[Dataset excerpts]
* * * * * * * * *

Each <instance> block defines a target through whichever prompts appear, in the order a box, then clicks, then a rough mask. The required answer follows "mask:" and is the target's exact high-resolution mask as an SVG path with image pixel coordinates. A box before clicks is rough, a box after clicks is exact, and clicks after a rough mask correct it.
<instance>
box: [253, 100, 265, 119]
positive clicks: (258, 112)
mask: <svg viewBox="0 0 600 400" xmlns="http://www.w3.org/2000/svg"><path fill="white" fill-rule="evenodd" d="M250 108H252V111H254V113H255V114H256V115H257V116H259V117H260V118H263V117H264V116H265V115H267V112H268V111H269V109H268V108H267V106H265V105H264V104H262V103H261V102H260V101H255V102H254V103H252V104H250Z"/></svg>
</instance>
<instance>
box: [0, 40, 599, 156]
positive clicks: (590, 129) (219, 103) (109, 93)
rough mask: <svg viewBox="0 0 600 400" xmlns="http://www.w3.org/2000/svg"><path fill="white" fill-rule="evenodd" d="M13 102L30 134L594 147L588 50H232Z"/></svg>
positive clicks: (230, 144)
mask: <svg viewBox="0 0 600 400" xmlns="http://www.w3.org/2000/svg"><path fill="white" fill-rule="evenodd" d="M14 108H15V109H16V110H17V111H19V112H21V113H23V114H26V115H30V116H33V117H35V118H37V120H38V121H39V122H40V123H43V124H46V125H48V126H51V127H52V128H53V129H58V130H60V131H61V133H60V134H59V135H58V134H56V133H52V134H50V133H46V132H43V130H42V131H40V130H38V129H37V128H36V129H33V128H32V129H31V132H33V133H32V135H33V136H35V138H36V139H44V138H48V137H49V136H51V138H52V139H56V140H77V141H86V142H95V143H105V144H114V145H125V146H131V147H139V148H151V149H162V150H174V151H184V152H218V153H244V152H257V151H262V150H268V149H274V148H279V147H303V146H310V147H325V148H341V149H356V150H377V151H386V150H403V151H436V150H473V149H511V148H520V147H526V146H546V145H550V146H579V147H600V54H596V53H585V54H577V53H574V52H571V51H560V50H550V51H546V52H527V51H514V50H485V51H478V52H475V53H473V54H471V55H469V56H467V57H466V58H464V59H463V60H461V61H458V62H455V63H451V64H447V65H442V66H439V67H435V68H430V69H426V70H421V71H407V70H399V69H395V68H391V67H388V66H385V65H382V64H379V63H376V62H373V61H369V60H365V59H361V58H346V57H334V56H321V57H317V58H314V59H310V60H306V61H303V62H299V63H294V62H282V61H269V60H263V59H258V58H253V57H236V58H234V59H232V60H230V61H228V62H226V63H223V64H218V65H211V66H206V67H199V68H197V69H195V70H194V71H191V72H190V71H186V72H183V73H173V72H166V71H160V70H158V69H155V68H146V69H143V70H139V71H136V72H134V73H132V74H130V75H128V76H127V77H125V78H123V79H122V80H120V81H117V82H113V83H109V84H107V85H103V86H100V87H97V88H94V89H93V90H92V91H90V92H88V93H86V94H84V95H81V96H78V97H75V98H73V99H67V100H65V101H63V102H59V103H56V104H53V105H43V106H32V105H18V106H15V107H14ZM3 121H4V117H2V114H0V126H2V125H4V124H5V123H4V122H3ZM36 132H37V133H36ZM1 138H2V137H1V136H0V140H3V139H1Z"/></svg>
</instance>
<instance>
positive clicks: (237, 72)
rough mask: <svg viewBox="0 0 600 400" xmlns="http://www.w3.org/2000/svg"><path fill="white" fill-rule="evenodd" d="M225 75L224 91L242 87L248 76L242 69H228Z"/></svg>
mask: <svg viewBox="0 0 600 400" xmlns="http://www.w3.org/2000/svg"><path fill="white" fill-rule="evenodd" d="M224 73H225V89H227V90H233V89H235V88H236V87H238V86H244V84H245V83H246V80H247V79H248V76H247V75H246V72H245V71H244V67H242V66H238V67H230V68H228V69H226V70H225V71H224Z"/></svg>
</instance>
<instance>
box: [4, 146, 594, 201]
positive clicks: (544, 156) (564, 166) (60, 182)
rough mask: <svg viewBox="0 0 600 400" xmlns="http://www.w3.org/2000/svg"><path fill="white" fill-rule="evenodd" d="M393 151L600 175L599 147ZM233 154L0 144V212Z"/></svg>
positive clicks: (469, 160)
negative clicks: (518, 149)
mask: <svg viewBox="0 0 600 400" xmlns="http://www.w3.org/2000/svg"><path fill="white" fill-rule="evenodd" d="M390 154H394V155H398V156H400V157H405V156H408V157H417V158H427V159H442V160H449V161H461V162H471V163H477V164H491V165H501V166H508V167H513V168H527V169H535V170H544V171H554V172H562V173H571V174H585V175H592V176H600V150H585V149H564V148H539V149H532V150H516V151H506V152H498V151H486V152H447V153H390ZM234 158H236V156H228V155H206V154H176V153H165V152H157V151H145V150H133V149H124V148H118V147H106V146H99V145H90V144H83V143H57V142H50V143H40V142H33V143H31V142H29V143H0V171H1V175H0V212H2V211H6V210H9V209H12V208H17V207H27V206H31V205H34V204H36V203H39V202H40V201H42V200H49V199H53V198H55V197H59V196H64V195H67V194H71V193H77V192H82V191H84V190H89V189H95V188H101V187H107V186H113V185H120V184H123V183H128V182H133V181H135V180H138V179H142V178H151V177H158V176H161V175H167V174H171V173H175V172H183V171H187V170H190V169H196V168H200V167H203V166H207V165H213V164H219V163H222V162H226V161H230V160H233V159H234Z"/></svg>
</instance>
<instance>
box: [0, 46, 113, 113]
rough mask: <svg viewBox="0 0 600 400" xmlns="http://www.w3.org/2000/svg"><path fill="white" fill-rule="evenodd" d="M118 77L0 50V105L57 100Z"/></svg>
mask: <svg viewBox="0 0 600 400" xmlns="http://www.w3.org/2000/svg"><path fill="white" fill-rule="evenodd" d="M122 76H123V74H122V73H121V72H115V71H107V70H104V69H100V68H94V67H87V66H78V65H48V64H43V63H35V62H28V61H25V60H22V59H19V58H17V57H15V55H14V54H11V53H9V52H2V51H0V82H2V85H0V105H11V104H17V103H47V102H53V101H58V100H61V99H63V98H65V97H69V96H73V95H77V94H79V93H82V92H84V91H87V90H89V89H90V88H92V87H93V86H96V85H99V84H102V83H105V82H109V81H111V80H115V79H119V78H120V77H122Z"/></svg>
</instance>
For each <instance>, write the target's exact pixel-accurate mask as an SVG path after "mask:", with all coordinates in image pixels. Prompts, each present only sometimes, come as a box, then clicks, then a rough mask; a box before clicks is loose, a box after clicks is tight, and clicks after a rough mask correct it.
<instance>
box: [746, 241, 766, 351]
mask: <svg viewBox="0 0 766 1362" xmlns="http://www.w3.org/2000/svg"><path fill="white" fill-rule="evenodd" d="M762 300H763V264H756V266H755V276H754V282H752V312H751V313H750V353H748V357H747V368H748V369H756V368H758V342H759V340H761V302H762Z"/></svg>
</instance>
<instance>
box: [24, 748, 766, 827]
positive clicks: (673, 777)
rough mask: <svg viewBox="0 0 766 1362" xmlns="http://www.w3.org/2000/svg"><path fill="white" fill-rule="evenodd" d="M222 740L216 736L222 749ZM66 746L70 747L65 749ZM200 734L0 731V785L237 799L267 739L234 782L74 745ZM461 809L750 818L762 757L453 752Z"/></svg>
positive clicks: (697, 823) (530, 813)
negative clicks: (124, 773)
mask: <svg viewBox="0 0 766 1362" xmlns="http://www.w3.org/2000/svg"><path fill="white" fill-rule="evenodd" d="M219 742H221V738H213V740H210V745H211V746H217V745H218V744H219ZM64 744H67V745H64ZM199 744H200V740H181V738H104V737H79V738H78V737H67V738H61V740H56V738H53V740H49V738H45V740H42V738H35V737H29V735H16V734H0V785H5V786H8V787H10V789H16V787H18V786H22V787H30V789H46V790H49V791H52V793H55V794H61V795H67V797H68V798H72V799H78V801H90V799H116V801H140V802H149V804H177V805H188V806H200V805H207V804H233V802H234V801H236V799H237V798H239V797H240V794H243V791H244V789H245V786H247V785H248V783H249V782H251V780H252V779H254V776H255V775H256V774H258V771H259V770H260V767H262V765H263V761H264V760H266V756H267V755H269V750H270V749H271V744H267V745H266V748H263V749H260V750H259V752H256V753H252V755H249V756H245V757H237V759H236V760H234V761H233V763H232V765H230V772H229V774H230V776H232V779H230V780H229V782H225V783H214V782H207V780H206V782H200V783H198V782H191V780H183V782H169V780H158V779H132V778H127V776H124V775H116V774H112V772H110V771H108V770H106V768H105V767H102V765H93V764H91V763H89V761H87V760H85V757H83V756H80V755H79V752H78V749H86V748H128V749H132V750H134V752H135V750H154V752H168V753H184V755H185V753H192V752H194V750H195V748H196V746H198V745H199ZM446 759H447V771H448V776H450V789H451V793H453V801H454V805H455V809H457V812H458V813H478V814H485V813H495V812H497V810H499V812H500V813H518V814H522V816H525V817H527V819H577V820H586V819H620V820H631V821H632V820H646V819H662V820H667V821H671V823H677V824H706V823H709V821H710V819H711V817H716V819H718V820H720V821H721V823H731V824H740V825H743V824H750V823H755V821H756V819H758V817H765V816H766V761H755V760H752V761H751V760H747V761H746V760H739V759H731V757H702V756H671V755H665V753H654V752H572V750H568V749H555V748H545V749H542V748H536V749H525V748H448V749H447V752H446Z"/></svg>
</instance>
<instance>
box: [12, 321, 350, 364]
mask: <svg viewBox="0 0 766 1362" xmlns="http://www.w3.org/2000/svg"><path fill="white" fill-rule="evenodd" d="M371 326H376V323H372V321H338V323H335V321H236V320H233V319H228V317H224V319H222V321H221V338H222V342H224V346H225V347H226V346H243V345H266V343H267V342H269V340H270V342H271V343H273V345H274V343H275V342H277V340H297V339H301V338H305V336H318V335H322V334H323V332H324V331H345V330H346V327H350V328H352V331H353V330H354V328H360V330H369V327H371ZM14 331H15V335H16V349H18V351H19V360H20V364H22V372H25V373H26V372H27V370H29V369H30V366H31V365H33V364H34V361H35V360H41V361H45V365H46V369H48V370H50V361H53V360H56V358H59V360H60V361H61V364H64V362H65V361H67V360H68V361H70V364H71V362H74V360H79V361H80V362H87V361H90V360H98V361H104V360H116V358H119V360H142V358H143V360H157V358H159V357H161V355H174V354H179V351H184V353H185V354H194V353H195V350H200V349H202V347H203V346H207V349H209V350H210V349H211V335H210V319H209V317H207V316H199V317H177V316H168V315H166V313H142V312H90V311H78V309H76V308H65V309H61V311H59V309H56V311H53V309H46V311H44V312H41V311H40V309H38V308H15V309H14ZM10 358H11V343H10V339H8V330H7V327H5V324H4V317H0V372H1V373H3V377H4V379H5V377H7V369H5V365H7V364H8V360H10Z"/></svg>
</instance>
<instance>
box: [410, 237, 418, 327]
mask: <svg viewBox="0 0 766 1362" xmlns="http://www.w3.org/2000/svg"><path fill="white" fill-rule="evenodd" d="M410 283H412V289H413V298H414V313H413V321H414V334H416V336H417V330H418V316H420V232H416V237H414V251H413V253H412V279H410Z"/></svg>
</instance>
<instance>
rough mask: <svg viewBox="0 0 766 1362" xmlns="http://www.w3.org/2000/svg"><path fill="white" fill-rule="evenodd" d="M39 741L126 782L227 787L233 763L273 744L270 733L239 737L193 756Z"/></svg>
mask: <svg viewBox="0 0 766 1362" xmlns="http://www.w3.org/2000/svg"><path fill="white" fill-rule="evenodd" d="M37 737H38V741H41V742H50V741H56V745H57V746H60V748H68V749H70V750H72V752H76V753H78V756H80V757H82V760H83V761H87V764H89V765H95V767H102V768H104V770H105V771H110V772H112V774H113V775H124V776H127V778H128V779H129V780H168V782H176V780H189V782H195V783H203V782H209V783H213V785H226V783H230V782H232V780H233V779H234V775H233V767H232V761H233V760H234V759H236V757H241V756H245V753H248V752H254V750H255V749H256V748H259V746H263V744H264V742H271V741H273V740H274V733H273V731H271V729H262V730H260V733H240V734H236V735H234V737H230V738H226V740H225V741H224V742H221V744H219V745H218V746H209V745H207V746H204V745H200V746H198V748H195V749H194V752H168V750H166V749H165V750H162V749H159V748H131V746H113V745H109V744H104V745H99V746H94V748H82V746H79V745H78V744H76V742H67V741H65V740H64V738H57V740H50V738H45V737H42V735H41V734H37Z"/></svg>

* * * * * * * * *

§ INSTRUCTIONS FOR THE TASK:
Could you return exactly the lines above from the line with "75L224 91L242 87L248" to the line with "positive clicks: (544, 156)", both included, and nothing else?

§ EXERCISE RESPONSE:
rough mask: <svg viewBox="0 0 600 400" xmlns="http://www.w3.org/2000/svg"><path fill="white" fill-rule="evenodd" d="M225 75L224 91L242 87L248 76L242 69H228Z"/></svg>
mask: <svg viewBox="0 0 600 400" xmlns="http://www.w3.org/2000/svg"><path fill="white" fill-rule="evenodd" d="M224 73H225V89H227V90H233V89H235V88H236V87H238V86H244V84H245V83H246V80H247V79H248V76H247V75H246V72H245V71H244V67H242V66H238V67H230V68H228V69H226V70H225V71H224Z"/></svg>
</instance>
<instance>
box: [4, 146, 594, 201]
positive clicks: (544, 156) (564, 166) (60, 182)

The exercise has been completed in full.